Top of Given data

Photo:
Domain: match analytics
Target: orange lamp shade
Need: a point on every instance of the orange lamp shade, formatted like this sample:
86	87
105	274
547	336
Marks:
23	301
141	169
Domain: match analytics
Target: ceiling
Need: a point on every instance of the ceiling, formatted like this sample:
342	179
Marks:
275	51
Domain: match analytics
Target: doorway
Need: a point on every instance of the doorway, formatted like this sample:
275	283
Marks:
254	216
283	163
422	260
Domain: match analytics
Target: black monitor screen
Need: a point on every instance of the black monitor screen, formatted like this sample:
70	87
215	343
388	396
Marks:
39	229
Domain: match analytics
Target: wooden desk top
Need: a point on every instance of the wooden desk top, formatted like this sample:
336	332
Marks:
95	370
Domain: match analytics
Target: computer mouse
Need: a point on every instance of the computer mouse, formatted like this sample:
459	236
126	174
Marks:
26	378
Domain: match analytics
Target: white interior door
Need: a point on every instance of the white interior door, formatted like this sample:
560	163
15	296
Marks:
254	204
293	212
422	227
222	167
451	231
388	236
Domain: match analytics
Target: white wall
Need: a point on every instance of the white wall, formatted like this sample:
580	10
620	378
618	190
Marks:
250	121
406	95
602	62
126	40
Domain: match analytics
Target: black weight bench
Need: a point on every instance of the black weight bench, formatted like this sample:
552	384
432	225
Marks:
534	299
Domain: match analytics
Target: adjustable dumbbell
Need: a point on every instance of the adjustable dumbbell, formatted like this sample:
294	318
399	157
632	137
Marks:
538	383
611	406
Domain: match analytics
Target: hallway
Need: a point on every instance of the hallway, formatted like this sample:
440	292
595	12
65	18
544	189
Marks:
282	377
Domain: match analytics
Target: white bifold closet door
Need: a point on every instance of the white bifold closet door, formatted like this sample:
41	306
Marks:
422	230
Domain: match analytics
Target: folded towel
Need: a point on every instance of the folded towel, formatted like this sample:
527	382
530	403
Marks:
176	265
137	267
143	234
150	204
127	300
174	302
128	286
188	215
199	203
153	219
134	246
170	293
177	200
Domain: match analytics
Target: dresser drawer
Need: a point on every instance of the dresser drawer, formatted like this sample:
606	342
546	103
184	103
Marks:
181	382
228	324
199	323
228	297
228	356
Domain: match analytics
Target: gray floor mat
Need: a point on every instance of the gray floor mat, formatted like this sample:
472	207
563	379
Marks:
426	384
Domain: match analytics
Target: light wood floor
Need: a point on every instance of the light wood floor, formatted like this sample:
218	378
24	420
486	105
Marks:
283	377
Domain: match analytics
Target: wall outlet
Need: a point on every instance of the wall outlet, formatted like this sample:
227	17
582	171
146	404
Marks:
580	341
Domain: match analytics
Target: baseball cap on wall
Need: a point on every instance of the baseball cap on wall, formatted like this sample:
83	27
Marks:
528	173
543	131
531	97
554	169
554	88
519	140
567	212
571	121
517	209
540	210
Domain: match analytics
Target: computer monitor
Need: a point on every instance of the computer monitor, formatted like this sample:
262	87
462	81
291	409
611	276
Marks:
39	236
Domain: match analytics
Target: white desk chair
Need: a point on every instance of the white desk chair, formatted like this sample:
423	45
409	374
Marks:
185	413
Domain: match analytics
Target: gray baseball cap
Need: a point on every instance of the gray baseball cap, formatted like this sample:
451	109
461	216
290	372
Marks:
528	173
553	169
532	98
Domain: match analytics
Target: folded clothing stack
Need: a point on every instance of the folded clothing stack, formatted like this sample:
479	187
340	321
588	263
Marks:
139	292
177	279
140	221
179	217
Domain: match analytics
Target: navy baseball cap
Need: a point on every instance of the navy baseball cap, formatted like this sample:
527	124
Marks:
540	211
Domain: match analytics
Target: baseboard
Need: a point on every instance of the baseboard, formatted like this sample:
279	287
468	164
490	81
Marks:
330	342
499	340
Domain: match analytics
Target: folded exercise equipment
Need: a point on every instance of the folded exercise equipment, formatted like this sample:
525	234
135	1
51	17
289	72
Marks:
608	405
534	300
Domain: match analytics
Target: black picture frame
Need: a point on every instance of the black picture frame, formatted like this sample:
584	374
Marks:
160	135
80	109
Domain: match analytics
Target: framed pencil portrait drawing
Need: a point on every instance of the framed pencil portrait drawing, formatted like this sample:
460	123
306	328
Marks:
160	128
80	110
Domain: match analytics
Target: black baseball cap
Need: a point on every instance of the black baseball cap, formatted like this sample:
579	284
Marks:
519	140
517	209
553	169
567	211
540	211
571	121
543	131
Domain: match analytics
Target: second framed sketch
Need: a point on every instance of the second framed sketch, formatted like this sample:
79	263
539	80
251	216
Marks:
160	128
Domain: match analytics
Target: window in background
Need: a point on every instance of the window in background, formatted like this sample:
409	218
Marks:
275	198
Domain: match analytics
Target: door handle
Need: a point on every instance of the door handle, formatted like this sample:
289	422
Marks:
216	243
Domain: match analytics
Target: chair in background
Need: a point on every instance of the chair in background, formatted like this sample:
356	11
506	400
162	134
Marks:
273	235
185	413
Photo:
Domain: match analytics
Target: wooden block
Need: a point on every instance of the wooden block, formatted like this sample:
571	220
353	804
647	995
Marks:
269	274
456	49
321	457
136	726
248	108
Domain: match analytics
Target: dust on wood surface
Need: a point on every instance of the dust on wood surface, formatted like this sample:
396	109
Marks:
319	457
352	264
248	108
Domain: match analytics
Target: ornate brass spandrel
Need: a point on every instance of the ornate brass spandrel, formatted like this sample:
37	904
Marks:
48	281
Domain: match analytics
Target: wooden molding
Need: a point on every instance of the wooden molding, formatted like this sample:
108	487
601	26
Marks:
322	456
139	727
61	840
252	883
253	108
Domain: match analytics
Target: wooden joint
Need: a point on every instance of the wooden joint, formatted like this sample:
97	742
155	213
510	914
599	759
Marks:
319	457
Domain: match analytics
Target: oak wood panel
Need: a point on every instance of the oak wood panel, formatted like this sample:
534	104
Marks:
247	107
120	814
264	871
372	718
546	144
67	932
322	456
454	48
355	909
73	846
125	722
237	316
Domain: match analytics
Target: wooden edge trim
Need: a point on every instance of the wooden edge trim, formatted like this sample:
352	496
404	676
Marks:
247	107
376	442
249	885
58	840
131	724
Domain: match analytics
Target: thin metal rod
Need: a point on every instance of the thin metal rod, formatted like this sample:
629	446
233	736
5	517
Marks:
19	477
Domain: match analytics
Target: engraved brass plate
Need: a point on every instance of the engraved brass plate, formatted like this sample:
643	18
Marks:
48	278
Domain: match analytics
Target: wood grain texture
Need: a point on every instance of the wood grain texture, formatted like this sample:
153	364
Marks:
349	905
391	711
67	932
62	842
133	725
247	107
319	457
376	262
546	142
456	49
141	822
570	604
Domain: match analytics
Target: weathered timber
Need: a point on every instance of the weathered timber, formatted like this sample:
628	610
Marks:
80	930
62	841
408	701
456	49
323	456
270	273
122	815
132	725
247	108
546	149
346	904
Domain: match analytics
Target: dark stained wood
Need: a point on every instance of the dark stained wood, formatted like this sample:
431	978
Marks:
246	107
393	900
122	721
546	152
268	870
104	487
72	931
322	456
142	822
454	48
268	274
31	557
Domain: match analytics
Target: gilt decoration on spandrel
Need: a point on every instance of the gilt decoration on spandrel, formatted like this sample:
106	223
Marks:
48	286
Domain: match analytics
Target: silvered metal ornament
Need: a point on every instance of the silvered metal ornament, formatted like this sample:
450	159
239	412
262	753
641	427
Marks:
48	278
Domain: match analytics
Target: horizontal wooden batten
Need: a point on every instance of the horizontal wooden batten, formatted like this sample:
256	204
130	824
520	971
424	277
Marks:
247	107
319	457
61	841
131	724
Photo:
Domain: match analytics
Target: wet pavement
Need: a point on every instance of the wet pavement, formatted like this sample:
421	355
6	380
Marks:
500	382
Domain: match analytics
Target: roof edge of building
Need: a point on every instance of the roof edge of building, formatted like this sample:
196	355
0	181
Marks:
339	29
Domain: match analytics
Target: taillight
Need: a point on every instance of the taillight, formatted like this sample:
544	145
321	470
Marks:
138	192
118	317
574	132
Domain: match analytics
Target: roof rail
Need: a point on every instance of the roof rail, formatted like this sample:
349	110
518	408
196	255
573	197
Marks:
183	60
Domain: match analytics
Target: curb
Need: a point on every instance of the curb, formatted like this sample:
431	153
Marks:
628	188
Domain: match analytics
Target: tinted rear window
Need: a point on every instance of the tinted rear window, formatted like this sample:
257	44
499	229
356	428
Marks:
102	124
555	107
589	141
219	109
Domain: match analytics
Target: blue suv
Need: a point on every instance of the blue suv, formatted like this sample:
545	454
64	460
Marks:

Bottom of Given data

Say how many lines in the data hold the string "stack". No other content should accompany the number.

Solved exercise
2